#### [DATA FOR PROCESSING]
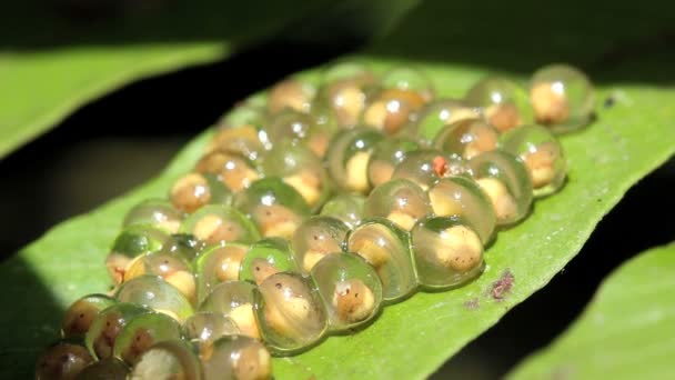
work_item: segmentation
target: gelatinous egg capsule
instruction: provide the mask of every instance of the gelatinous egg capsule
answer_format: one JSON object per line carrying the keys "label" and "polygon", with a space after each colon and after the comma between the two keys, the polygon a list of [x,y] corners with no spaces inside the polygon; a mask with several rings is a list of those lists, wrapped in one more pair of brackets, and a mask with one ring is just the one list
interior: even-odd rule
{"label": "gelatinous egg capsule", "polygon": [[471,178],[455,176],[439,180],[429,189],[429,199],[436,217],[465,220],[486,246],[497,222],[490,198]]}
{"label": "gelatinous egg capsule", "polygon": [[330,194],[329,178],[322,160],[301,142],[282,140],[263,158],[265,176],[280,177],[315,210]]}
{"label": "gelatinous egg capsule", "polygon": [[383,139],[381,132],[363,127],[335,134],[326,153],[329,173],[335,186],[366,193],[370,190],[367,162],[375,143]]}
{"label": "gelatinous egg capsule", "polygon": [[298,272],[298,263],[288,240],[268,238],[255,242],[241,262],[239,279],[261,284],[278,272]]}
{"label": "gelatinous egg capsule", "polygon": [[241,262],[249,248],[249,244],[240,243],[213,247],[197,260],[197,291],[200,302],[216,284],[239,280]]}
{"label": "gelatinous egg capsule", "polygon": [[132,302],[163,312],[180,322],[193,313],[185,296],[159,276],[144,274],[131,279],[120,286],[114,297],[120,302]]}
{"label": "gelatinous egg capsule", "polygon": [[66,310],[61,322],[61,336],[66,339],[84,338],[99,312],[115,303],[114,298],[105,294],[89,294],[80,298]]}
{"label": "gelatinous egg capsule", "polygon": [[236,196],[234,206],[253,220],[265,238],[290,239],[302,220],[310,214],[304,198],[278,177],[253,182]]}
{"label": "gelatinous egg capsule", "polygon": [[583,72],[566,64],[551,64],[532,76],[530,101],[536,122],[557,133],[586,126],[593,117],[595,97]]}
{"label": "gelatinous egg capsule", "polygon": [[415,122],[406,126],[402,134],[429,146],[445,126],[464,119],[480,118],[480,109],[469,106],[463,100],[439,99],[424,106]]}
{"label": "gelatinous egg capsule", "polygon": [[295,261],[304,272],[310,272],[324,256],[343,250],[349,231],[344,222],[332,217],[318,216],[305,220],[291,240]]}
{"label": "gelatinous egg capsule", "polygon": [[224,242],[253,242],[260,239],[258,229],[244,214],[230,206],[209,204],[185,218],[181,232],[211,244]]}
{"label": "gelatinous egg capsule", "polygon": [[170,251],[159,251],[135,258],[127,268],[122,282],[154,274],[178,289],[191,303],[197,302],[197,283],[190,263]]}
{"label": "gelatinous egg capsule", "polygon": [[194,170],[199,173],[214,174],[232,192],[239,192],[248,189],[251,183],[261,178],[260,171],[253,166],[253,162],[240,154],[214,151],[202,157],[197,162]]}
{"label": "gelatinous egg capsule", "polygon": [[178,232],[183,213],[164,199],[147,199],[127,212],[122,227],[149,224],[167,233]]}
{"label": "gelatinous egg capsule", "polygon": [[562,188],[567,164],[563,147],[550,130],[522,126],[504,133],[500,142],[504,151],[525,162],[535,197],[545,197]]}
{"label": "gelatinous egg capsule", "polygon": [[205,379],[199,357],[191,343],[164,340],[150,347],[131,370],[130,379]]}
{"label": "gelatinous egg capsule", "polygon": [[434,138],[434,148],[469,160],[497,148],[500,134],[481,119],[465,119],[445,126]]}
{"label": "gelatinous egg capsule", "polygon": [[497,226],[513,224],[527,216],[532,180],[515,156],[495,150],[469,161],[471,174],[492,201]]}
{"label": "gelatinous egg capsule", "polygon": [[93,361],[82,346],[60,341],[44,350],[36,364],[36,380],[74,379]]}
{"label": "gelatinous egg capsule", "polygon": [[359,226],[363,219],[365,197],[341,192],[334,194],[321,208],[322,217],[332,217],[344,222],[350,229]]}
{"label": "gelatinous egg capsule", "polygon": [[491,76],[481,79],[466,92],[464,100],[480,107],[487,122],[500,132],[533,119],[527,91],[506,78]]}
{"label": "gelatinous egg capsule", "polygon": [[365,200],[366,217],[382,217],[410,231],[432,212],[429,196],[415,182],[394,179],[373,189]]}
{"label": "gelatinous egg capsule", "polygon": [[346,242],[347,252],[361,256],[377,272],[385,303],[400,301],[415,290],[410,236],[393,222],[383,218],[364,220]]}
{"label": "gelatinous egg capsule", "polygon": [[385,139],[377,142],[367,162],[367,180],[371,187],[374,188],[392,179],[396,166],[410,152],[419,149],[420,144],[405,138]]}
{"label": "gelatinous egg capsule", "polygon": [[483,242],[460,218],[422,220],[411,234],[421,286],[431,289],[456,287],[483,271]]}
{"label": "gelatinous egg capsule", "polygon": [[206,379],[268,380],[272,378],[272,358],[268,349],[249,337],[223,337],[202,354]]}
{"label": "gelatinous egg capsule", "polygon": [[105,358],[89,363],[75,380],[127,380],[130,369],[118,358]]}
{"label": "gelatinous egg capsule", "polygon": [[175,319],[157,312],[132,317],[118,334],[112,353],[133,366],[152,344],[181,339],[181,326]]}
{"label": "gelatinous egg capsule", "polygon": [[273,274],[256,288],[255,317],[266,346],[279,354],[311,347],[328,327],[312,280],[296,273]]}
{"label": "gelatinous egg capsule", "polygon": [[105,258],[108,274],[115,284],[121,283],[127,268],[134,258],[161,250],[169,239],[164,231],[149,226],[127,227],[118,234]]}
{"label": "gelatinous egg capsule", "polygon": [[435,149],[422,149],[410,152],[396,167],[392,179],[411,180],[426,191],[439,179],[462,174],[466,162],[460,157],[449,157]]}
{"label": "gelatinous egg capsule", "polygon": [[200,312],[216,312],[229,317],[241,333],[260,339],[260,329],[253,312],[253,289],[255,286],[245,281],[220,283],[199,306]]}
{"label": "gelatinous egg capsule", "polygon": [[371,320],[382,303],[382,282],[365,260],[353,253],[330,253],[313,268],[330,329],[344,331]]}
{"label": "gelatinous egg capsule", "polygon": [[129,302],[115,303],[101,310],[84,336],[87,349],[97,359],[112,357],[114,342],[122,328],[132,318],[149,312],[150,309]]}
{"label": "gelatinous egg capsule", "polygon": [[205,204],[229,204],[232,192],[212,173],[188,173],[180,177],[169,191],[171,203],[192,213]]}

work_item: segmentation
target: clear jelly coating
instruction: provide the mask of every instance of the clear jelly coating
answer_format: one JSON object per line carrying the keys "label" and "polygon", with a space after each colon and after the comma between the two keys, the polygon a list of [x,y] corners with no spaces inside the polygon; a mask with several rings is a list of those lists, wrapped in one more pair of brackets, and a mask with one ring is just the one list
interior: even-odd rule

#### [WHAT YOU WILL DO]
Reproduce every line of the records above verbatim, omitting the pictures from your reply.

#### [ANSWER TO THE PROBLEM]
work_item: segmentation
target: gelatinous egg capsule
instruction: provide the mask of every instance of the gelatinous egg capsule
answer_format: one JSON object per line carrying the keys "label" and "polygon", with a space after each colon and after the comma between the two keys, the polygon a list of [x,y] corners with no spaces inside the polygon; a mask with several rings is a list of those lists, wrapped in one more pair of brackets, and a mask with one ring is just the one list
interior: even-odd rule
{"label": "gelatinous egg capsule", "polygon": [[471,178],[455,176],[439,180],[429,189],[429,199],[436,217],[465,220],[486,246],[497,222],[490,198]]}
{"label": "gelatinous egg capsule", "polygon": [[330,194],[329,178],[322,160],[301,142],[282,140],[263,158],[265,176],[280,177],[315,210]]}
{"label": "gelatinous egg capsule", "polygon": [[383,139],[381,132],[363,127],[335,134],[326,153],[329,173],[335,186],[366,193],[370,190],[367,162],[375,143]]}
{"label": "gelatinous egg capsule", "polygon": [[298,272],[298,263],[288,240],[268,238],[255,242],[241,262],[239,279],[261,284],[278,272]]}
{"label": "gelatinous egg capsule", "polygon": [[241,262],[249,248],[249,244],[240,243],[213,247],[197,260],[197,291],[200,302],[216,284],[239,280]]}
{"label": "gelatinous egg capsule", "polygon": [[132,302],[163,312],[180,322],[193,313],[185,296],[159,276],[144,274],[131,279],[120,286],[114,297],[120,302]]}
{"label": "gelatinous egg capsule", "polygon": [[66,310],[61,322],[61,336],[66,339],[84,338],[99,312],[115,303],[114,298],[105,294],[89,294],[80,298]]}
{"label": "gelatinous egg capsule", "polygon": [[236,196],[234,206],[253,220],[265,238],[290,239],[302,220],[310,214],[304,198],[278,177],[253,182]]}
{"label": "gelatinous egg capsule", "polygon": [[583,72],[566,64],[551,64],[532,76],[530,101],[536,122],[557,133],[586,126],[593,117],[595,97]]}
{"label": "gelatinous egg capsule", "polygon": [[415,122],[406,126],[402,134],[429,146],[445,126],[464,119],[480,118],[480,109],[469,106],[463,100],[439,99],[424,106]]}
{"label": "gelatinous egg capsule", "polygon": [[295,261],[304,272],[310,272],[324,256],[343,250],[349,231],[344,222],[332,217],[318,216],[305,220],[291,240]]}
{"label": "gelatinous egg capsule", "polygon": [[224,242],[253,242],[260,239],[258,229],[244,214],[230,206],[209,204],[185,218],[181,232],[211,244]]}
{"label": "gelatinous egg capsule", "polygon": [[170,251],[159,251],[135,258],[127,268],[122,282],[154,274],[178,289],[191,303],[197,302],[197,283],[190,263]]}
{"label": "gelatinous egg capsule", "polygon": [[194,170],[199,173],[214,174],[232,192],[239,192],[248,189],[251,183],[261,178],[260,171],[253,166],[253,162],[240,154],[214,151],[202,157],[197,162]]}
{"label": "gelatinous egg capsule", "polygon": [[178,232],[183,213],[164,199],[147,199],[127,212],[122,227],[149,224],[167,233]]}
{"label": "gelatinous egg capsule", "polygon": [[562,188],[567,164],[563,147],[550,130],[522,126],[504,133],[500,142],[504,151],[525,162],[535,197],[545,197]]}
{"label": "gelatinous egg capsule", "polygon": [[205,379],[199,357],[191,343],[164,340],[150,347],[131,370],[130,379]]}
{"label": "gelatinous egg capsule", "polygon": [[434,138],[434,148],[469,160],[497,148],[500,134],[481,119],[465,119],[445,126]]}
{"label": "gelatinous egg capsule", "polygon": [[497,226],[513,224],[527,216],[532,180],[515,156],[495,150],[469,161],[471,174],[492,201]]}
{"label": "gelatinous egg capsule", "polygon": [[93,361],[82,346],[60,341],[44,350],[36,364],[36,380],[74,379]]}
{"label": "gelatinous egg capsule", "polygon": [[359,226],[363,219],[365,197],[341,192],[334,194],[321,208],[322,217],[332,217],[344,222],[350,229]]}
{"label": "gelatinous egg capsule", "polygon": [[491,76],[481,79],[466,92],[464,100],[480,107],[487,122],[500,132],[533,119],[527,91],[506,78]]}
{"label": "gelatinous egg capsule", "polygon": [[365,200],[366,217],[382,217],[410,231],[432,212],[429,196],[415,182],[394,179],[373,189]]}
{"label": "gelatinous egg capsule", "polygon": [[346,242],[347,252],[361,256],[377,272],[385,303],[400,301],[415,290],[410,236],[393,222],[383,218],[364,220]]}
{"label": "gelatinous egg capsule", "polygon": [[385,139],[377,142],[367,162],[367,180],[371,187],[374,188],[392,179],[396,166],[410,152],[419,149],[420,144],[405,138]]}
{"label": "gelatinous egg capsule", "polygon": [[483,242],[460,218],[422,220],[411,234],[421,286],[431,289],[456,287],[483,271]]}
{"label": "gelatinous egg capsule", "polygon": [[206,379],[268,380],[272,378],[272,358],[268,349],[249,337],[223,337],[202,354]]}
{"label": "gelatinous egg capsule", "polygon": [[105,358],[89,363],[75,380],[127,380],[130,369],[118,358]]}
{"label": "gelatinous egg capsule", "polygon": [[175,319],[157,312],[132,317],[118,334],[112,353],[133,366],[152,344],[181,339],[181,326]]}
{"label": "gelatinous egg capsule", "polygon": [[273,274],[256,288],[255,317],[266,346],[279,354],[311,347],[328,327],[312,280],[296,273]]}
{"label": "gelatinous egg capsule", "polygon": [[105,258],[108,274],[115,284],[121,283],[127,268],[134,258],[161,250],[169,239],[164,231],[149,226],[127,227],[118,234]]}
{"label": "gelatinous egg capsule", "polygon": [[435,149],[422,149],[410,152],[396,167],[392,179],[411,180],[426,191],[439,179],[462,174],[466,162],[460,157],[449,157]]}
{"label": "gelatinous egg capsule", "polygon": [[200,312],[216,312],[229,317],[241,333],[260,339],[260,329],[253,312],[253,289],[255,286],[245,281],[220,283],[199,306]]}
{"label": "gelatinous egg capsule", "polygon": [[371,320],[382,303],[382,282],[365,260],[353,253],[330,253],[313,268],[330,329],[344,331]]}
{"label": "gelatinous egg capsule", "polygon": [[129,302],[115,303],[101,310],[84,336],[87,349],[97,359],[112,357],[114,342],[122,328],[132,318],[149,312],[150,309]]}
{"label": "gelatinous egg capsule", "polygon": [[205,204],[229,204],[232,192],[212,173],[188,173],[180,177],[169,191],[171,203],[192,213]]}

work_item: segmentation
target: clear jelly coating
instruction: provide the mask of every instance of the clear jelly coating
answer_format: one JSON object per line carrying the keys "label" and "polygon", with a space after each colon and after the comma between the two keys, the polygon a list of [x,y] corners with no spaces inside the polygon; a mask with several rings is a list of those lists, wrapped in one more pair of brackets, and a mask with one ring is just the one list
interior: even-odd rule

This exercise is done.